=== Data extract ===
..............................

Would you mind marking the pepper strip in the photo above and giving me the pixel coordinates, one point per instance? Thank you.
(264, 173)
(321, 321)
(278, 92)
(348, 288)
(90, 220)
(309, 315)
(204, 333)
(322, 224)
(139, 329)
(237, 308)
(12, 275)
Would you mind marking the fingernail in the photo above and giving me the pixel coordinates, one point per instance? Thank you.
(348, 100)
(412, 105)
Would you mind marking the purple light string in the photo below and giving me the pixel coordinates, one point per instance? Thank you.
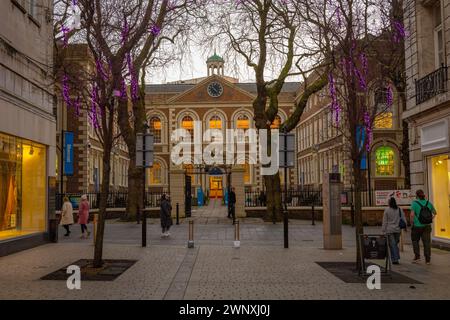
(368, 127)
(155, 30)
(335, 107)
(389, 96)
(399, 31)
(93, 112)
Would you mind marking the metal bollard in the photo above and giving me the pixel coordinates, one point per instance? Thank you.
(237, 238)
(191, 234)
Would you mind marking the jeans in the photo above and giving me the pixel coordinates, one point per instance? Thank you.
(423, 233)
(393, 240)
(84, 227)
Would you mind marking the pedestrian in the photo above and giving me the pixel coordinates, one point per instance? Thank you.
(393, 222)
(421, 218)
(66, 215)
(232, 201)
(166, 216)
(83, 217)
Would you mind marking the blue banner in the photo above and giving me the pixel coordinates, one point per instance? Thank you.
(68, 153)
(360, 139)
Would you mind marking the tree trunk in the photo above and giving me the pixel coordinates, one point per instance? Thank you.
(134, 190)
(359, 228)
(273, 191)
(104, 191)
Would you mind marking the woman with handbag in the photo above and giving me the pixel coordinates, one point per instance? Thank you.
(393, 222)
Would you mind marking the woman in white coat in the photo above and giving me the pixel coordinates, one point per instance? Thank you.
(67, 215)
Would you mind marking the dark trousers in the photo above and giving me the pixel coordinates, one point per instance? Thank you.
(423, 233)
(394, 239)
(84, 227)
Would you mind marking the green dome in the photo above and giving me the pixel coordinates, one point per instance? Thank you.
(215, 58)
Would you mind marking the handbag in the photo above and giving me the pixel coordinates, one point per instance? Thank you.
(402, 223)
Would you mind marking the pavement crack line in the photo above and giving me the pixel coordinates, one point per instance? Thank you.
(182, 277)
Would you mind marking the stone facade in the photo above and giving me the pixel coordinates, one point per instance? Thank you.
(427, 50)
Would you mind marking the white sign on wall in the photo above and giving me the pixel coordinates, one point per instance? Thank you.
(403, 197)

..............................

=== The task ===
Restate the full listing verbatim and drop every picture.

=== Response for this exercise ===
Would you mind marking the pepper strip in the photo above and giving me the pixel coordinates, one point per instance? Thank you.
(264, 173)
(321, 321)
(278, 92)
(348, 288)
(90, 220)
(309, 315)
(204, 333)
(322, 224)
(139, 329)
(237, 308)
(12, 275)
Would you mind marking the fingernail in the photo above and giving me the pixel coordinates, one point per instance? Thank you.
(348, 100)
(412, 105)
Would you mind marking the purple light string in the photo below and giving me the pixel coordinates, one point per instance? Thank you.
(368, 127)
(155, 30)
(335, 107)
(389, 96)
(399, 31)
(93, 112)
Would you mind marking the metal bollard in the photo above and giving me the pixel coordinates, one point per instance? Thank you.
(237, 238)
(191, 234)
Would you mind marking the jeans in the photo above and giving me the pixel coordinates, one point per instance? Thank you.
(423, 233)
(393, 240)
(84, 227)
Would you mind marking the pedestrian in the photo above and giving me the pixel coordinates, one point per instance? Thank you.
(393, 222)
(421, 218)
(66, 215)
(232, 201)
(166, 216)
(83, 217)
Would you mind marking the blue banner in the photo above and giving me the pixel coordinates, one point per instance? Thank you.
(68, 153)
(360, 139)
Would you mind marking the tree trunk in the photo above and giving me the pixel coordinates, one point per instance? Thank you.
(134, 190)
(359, 228)
(273, 191)
(104, 191)
Would you mind marking the woman with handbag in the photo above and giving me the pixel coordinates, one point per instance? Thank you.
(393, 222)
Would you mind marking the woman in white coat in the photo above and giving me the pixel coordinates, one point per instance? Thank you.
(67, 215)
Would you mind marking the dark trousers in the photo above and giving me the pixel coordinates, one point per instance? Thank you.
(423, 233)
(394, 239)
(84, 227)
Would you mind marking the green dome in the photo above and giving me the pixel coordinates, one point per instance? Thank you.
(215, 58)
Would you mind marking the handbag in the photo above and giving me the pixel coordinates, one point per instance? Thank you.
(402, 223)
Would you mind marking the pavement crack line in the photo above and giving me the pixel coordinates, one point per instance? Thank you.
(182, 277)
Would you mind marking the stone facade in the photo above and giving me the pixel coordinates, one point per instance? Thank you.
(427, 50)
Would you mind marking the white sign on wall in the photo above and giving me the pixel coordinates, one point per instance? Thank you.
(403, 197)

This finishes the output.